## WHAT THE TASK ASKS
Down to the last character, transcribe every record.

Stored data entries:
—————
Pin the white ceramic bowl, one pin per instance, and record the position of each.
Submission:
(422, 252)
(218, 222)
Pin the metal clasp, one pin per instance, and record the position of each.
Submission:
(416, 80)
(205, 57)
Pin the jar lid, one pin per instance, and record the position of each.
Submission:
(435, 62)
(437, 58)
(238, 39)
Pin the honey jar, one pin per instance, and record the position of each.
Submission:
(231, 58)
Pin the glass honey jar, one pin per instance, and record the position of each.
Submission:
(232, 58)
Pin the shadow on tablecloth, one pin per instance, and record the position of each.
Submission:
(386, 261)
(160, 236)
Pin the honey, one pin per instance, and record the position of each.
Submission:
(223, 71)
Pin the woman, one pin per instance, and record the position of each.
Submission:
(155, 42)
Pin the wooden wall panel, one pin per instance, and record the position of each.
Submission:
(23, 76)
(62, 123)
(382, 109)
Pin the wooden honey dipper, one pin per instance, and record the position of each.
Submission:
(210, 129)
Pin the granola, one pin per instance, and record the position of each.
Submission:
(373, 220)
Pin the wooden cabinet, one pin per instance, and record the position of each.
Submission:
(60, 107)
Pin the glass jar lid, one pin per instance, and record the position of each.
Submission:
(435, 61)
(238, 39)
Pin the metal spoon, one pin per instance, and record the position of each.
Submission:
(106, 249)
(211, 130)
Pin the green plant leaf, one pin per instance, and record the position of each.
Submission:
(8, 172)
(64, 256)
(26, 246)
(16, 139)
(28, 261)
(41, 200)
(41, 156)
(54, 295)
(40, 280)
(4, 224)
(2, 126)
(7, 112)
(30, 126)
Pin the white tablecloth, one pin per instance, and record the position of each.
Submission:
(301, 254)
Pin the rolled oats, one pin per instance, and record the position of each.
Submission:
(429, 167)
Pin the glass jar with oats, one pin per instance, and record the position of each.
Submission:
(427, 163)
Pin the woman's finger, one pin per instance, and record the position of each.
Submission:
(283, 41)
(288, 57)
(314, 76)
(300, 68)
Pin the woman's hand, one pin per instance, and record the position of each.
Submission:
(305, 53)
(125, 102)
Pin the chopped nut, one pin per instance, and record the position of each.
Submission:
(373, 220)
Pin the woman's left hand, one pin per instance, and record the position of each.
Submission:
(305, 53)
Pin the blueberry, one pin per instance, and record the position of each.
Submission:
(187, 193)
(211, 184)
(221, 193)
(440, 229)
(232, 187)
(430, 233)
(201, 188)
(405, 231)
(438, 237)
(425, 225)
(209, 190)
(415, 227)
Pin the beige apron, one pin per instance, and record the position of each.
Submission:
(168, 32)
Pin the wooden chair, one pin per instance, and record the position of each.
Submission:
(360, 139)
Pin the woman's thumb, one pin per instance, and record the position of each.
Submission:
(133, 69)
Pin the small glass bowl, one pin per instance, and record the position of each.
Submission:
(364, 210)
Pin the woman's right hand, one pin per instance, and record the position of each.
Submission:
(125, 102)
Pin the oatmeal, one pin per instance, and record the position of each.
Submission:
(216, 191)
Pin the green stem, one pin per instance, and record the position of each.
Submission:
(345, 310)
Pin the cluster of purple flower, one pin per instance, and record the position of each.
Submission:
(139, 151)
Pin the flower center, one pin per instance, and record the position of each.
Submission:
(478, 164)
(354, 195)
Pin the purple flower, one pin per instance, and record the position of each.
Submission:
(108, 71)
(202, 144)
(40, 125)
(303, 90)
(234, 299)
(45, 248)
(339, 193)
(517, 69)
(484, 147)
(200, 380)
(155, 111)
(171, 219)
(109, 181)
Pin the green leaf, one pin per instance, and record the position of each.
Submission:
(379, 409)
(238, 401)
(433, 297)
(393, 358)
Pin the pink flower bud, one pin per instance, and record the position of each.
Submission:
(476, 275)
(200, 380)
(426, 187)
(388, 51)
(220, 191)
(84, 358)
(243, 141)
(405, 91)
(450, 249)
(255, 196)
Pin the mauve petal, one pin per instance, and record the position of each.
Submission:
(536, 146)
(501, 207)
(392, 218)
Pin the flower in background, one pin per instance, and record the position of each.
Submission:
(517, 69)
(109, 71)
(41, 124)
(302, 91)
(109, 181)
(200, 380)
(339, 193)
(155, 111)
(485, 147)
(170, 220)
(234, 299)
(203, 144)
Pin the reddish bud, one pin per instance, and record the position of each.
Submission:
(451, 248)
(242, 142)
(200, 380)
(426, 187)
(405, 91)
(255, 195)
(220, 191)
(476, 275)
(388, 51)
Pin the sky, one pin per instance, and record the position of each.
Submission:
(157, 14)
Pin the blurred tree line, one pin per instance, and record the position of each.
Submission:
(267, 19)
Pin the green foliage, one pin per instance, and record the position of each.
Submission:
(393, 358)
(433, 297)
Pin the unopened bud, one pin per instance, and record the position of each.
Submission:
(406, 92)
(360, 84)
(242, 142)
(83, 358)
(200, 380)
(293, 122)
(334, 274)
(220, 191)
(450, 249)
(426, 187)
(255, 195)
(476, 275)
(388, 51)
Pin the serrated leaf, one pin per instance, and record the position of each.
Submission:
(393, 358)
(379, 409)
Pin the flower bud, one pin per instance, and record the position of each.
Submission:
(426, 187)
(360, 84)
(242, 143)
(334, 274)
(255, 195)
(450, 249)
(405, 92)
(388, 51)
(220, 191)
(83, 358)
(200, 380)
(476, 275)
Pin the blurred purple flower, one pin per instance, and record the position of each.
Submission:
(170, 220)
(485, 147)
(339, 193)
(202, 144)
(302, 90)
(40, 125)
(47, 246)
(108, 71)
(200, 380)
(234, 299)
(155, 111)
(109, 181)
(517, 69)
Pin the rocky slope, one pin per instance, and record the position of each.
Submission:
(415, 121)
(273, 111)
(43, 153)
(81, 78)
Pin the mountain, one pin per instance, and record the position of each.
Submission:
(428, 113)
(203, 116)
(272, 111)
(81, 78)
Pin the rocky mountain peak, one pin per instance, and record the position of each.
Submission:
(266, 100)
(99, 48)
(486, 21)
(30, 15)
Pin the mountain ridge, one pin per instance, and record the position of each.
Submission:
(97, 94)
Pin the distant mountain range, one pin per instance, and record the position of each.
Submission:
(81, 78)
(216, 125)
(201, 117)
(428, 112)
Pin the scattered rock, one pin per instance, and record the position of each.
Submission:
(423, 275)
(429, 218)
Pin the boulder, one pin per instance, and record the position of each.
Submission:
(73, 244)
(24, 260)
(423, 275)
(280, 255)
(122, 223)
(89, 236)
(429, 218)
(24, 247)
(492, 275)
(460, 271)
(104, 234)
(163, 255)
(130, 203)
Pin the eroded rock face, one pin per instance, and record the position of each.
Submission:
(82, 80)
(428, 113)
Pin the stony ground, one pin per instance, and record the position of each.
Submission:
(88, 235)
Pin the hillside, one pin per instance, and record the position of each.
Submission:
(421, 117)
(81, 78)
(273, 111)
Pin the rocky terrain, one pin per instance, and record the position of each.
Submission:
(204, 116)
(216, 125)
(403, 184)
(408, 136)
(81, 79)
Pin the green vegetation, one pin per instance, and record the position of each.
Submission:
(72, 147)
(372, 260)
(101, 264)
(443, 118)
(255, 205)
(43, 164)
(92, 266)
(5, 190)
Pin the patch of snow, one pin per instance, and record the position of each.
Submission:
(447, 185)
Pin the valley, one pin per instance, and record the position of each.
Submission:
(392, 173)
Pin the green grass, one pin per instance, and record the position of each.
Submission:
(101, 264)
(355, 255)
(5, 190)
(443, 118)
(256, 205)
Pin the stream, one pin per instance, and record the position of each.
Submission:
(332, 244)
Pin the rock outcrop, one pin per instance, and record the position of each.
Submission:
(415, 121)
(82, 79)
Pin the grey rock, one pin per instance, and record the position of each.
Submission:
—————
## ANSWER TO THIS TASK
Pin the white ceramic bowl, one pin per instance, and record the position of each.
Submission:
(422, 252)
(218, 222)
Pin the metal clasp, one pin per instance, and record the position of each.
Submission:
(416, 80)
(205, 57)
Pin the jar lid, one pin per instance, and record the position of each.
Submission:
(435, 62)
(437, 58)
(238, 39)
Pin the honey jar, one pin per instance, and record the position of each.
Submission:
(231, 58)
Pin the glass honey jar, one pin per instance, and record the position of each.
Submission:
(232, 58)
Pin the shadow on tablecloth, one pin per instance, and record the position of each.
Submission:
(386, 261)
(160, 236)
Pin the honey, one pin per instance, and record the position of each.
Submission:
(223, 71)
Pin the woman, one pin per instance, and record the position of each.
Submission:
(155, 42)
Pin the wooden wall panel, one pin per instance, and record the position of each.
Submission:
(23, 76)
(62, 123)
(382, 109)
Pin the wooden honey dipper, one pin per instance, and record the position of each.
Submission:
(210, 129)
Pin the granola, one pin per instance, and record the position of each.
Submission:
(373, 220)
Pin the wooden cabinet, one pin per instance, and record the position of each.
Submission:
(60, 107)
Pin the glass jar lid, one pin per instance, and record the position of each.
Submission:
(435, 61)
(238, 39)
Pin the metal spoon, one pin per instance, and record the position of each.
Submission:
(106, 249)
(211, 130)
Pin the green plant leaf, one pin per instance, and record the position of each.
Submission:
(8, 172)
(64, 256)
(26, 246)
(16, 139)
(28, 261)
(41, 200)
(41, 156)
(54, 295)
(40, 280)
(4, 224)
(2, 126)
(7, 112)
(30, 126)
Pin the white tablecloth, one pin per instance, and record the position of each.
Submission:
(301, 254)
Pin the rolled oats, one pin per instance, and record the position of each.
Submission:
(429, 167)
Pin the glass jar with oats, one pin per instance, and record the position of each.
Submission:
(427, 163)
Pin the woman's finger, one pin per instance, and record the position of each.
Submission:
(283, 41)
(288, 57)
(314, 76)
(300, 68)
Pin the woman's hand, one pin per instance, and record the position of each.
Submission:
(305, 53)
(125, 102)
Pin the chopped nut, one pin per instance, and record the position of each.
Submission:
(373, 220)
Pin the woman's left hand, one pin per instance, and record the position of each.
Submission:
(305, 53)
Pin the blueberry, one pin per instance, and record the position of each.
Submission:
(187, 193)
(211, 184)
(221, 193)
(440, 229)
(232, 187)
(430, 233)
(201, 188)
(405, 231)
(438, 237)
(425, 225)
(209, 190)
(415, 227)
Pin the beige apron, one pin per instance, and record the position of each.
Submission:
(168, 32)
Pin the wooden chair, one pin per instance, and record the position of each.
Submission:
(360, 139)
Pin the woman's thumb, one pin per instance, and record the position of each.
Submission:
(133, 69)
Pin the small glass bowl, one pin per instance, and record the position of each.
Submission:
(364, 210)
Pin the woman's right hand, one pin per instance, and record the position of each.
Submission:
(125, 102)
Pin the oatmeal, one pin per instance, and record the position of each.
Submission:
(216, 191)
Pin the green stem, one pin per instance, and record the position of each.
Submission:
(345, 310)
Pin the cluster of purple flower, one pin per instance, and record the position of each.
Submission:
(139, 151)
Pin the flower center, one pin per instance, and record the position of each.
Submission:
(478, 164)
(354, 195)
Pin the purple flower, one pin per instance, and record the position of each.
Submission:
(108, 71)
(202, 144)
(40, 125)
(303, 90)
(234, 299)
(45, 248)
(339, 193)
(517, 69)
(484, 147)
(200, 380)
(155, 111)
(171, 219)
(109, 181)
Pin the green leaf, one pin per instance, and record the position of each.
Submission:
(379, 409)
(238, 401)
(433, 297)
(393, 358)
Pin the pink flower bud, one pin per instance, and record the position of each.
Submission:
(476, 275)
(200, 380)
(426, 187)
(388, 51)
(220, 191)
(84, 358)
(243, 141)
(405, 91)
(450, 249)
(255, 196)
Pin the mauve petal, one pin per instance, and record the position of each.
Submission:
(536, 146)
(501, 207)
(392, 218)
Pin the flower in background, one pin per instance, and record the position of each.
Submission:
(517, 69)
(109, 71)
(41, 124)
(302, 91)
(109, 181)
(200, 380)
(339, 193)
(155, 111)
(485, 147)
(170, 220)
(234, 299)
(203, 144)
Pin the reddish bud, one pin per instance, and record the position of each.
Submission:
(451, 248)
(242, 142)
(200, 380)
(426, 187)
(405, 91)
(255, 195)
(220, 191)
(476, 275)
(388, 51)
Pin the sky, one pin per instance, and record the position of each.
Submission:
(157, 14)
Pin the blurred tree line, one pin per instance, and record the position of each.
Submission:
(267, 19)
Pin the green foliage, one pin per instance, and record the position of each.
Submission:
(393, 358)
(433, 297)
Pin the unopened bud, one pin per instance, and record the position of each.
Submission:
(406, 92)
(360, 84)
(242, 142)
(83, 358)
(200, 380)
(293, 122)
(334, 274)
(220, 191)
(450, 249)
(426, 187)
(255, 195)
(476, 275)
(388, 51)
Pin the serrated leaf, one pin per instance, and record the position of each.
Submission:
(393, 358)
(379, 409)
Pin the flower bud, one pin per instance, and record the position of each.
Submission:
(426, 187)
(360, 84)
(242, 143)
(334, 274)
(255, 195)
(450, 249)
(405, 92)
(388, 51)
(220, 191)
(83, 358)
(200, 380)
(476, 275)
Pin the blurred purple flower, one pin per instance, and record the position of each.
Submission:
(170, 220)
(485, 147)
(339, 193)
(202, 144)
(302, 90)
(40, 125)
(47, 246)
(108, 71)
(200, 380)
(234, 299)
(155, 111)
(109, 181)
(517, 69)
Pin the rocky slope, one pin per instance, and record the position of each.
Submission:
(415, 121)
(273, 111)
(43, 153)
(81, 78)
Pin the mountain, one pin per instance, and record the position of each.
Submission:
(428, 113)
(203, 116)
(272, 111)
(81, 78)
Pin the rocky mountain peak, one pin per instance, and record the position of each.
Submission:
(266, 100)
(99, 48)
(486, 21)
(30, 15)
Pin the mountain ridge, one pin per instance, and record the position of each.
Submission:
(97, 94)
Pin the distant mountain range, one pin per instance, and record the position of each.
Submission:
(81, 78)
(216, 125)
(201, 117)
(428, 112)
Pin the scattered rock, one pin per instance, and record the position of each.
Submission:
(423, 275)
(429, 218)
Pin the boulder, one pin per instance, and record the position of each.
Submission:
(73, 244)
(24, 260)
(423, 275)
(280, 255)
(122, 223)
(89, 236)
(429, 218)
(24, 247)
(492, 275)
(460, 271)
(104, 234)
(163, 255)
(130, 203)
Pin the eroded rock face, one pin per instance, and record the position of each.
Submission:
(82, 80)
(428, 113)
Pin the stony ground, one pin per instance, and record the position of each.
Submission:
(88, 235)
Pin the hillside, one pin per instance, and record the position of each.
Submission:
(421, 117)
(81, 78)
(273, 111)
Pin the rocky terrain, one pin per instance, and record the position of each.
Submission:
(204, 116)
(216, 125)
(403, 184)
(408, 136)
(81, 79)
Pin the green vegetation, one pin per instance, and record the position of each.
Submission:
(72, 147)
(372, 260)
(101, 264)
(443, 118)
(255, 205)
(43, 164)
(92, 266)
(5, 190)
Pin the patch of snow, one pin per instance, and record the position of each.
Submission:
(447, 185)
Pin the valley, one pin per instance, and record the position of each.
Submission:
(392, 173)
Pin the green grass, one pin per instance, and record the position of each.
Submission:
(101, 264)
(355, 255)
(5, 190)
(443, 118)
(256, 205)
Pin the stream, one pin per instance, and record the position of each.
Submission:
(332, 244)
Pin the rock outcrop, one pin per instance, and record the position of each.
Submission:
(415, 121)
(82, 79)
Pin the grey rock, one pin per instance, and record the position of each.
Submission:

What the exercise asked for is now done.